#### [Stated goal]
Present every line of the entries below as a numbered list, omitting any blank lines.

[Saved entries]
● ● ● ●

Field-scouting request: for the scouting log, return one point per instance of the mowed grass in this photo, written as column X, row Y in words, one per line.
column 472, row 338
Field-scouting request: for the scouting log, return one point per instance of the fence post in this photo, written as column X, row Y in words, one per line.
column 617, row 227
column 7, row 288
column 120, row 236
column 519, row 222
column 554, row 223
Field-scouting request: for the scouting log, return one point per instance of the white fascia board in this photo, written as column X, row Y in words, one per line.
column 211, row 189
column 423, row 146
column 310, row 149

● ● ● ●

#### [Reply to the exercise]
1. Field-scouting request: for the scouting log, return one point per instance of the mowed grass in this photo, written as column X, row Y in words, one per line.
2. column 472, row 338
3. Field-scouting request: for the scouting log, return one point per instance of the fence post in this photo, written as column X, row Y in words, one per line.
4. column 617, row 227
5. column 7, row 288
6. column 120, row 236
7. column 519, row 222
8. column 554, row 223
9. Field-scouting request: for the scouting log, return one point per instance of the white fascia board in this photo, written as column X, row Y in words, one per line.
10. column 211, row 189
11. column 423, row 146
12. column 310, row 149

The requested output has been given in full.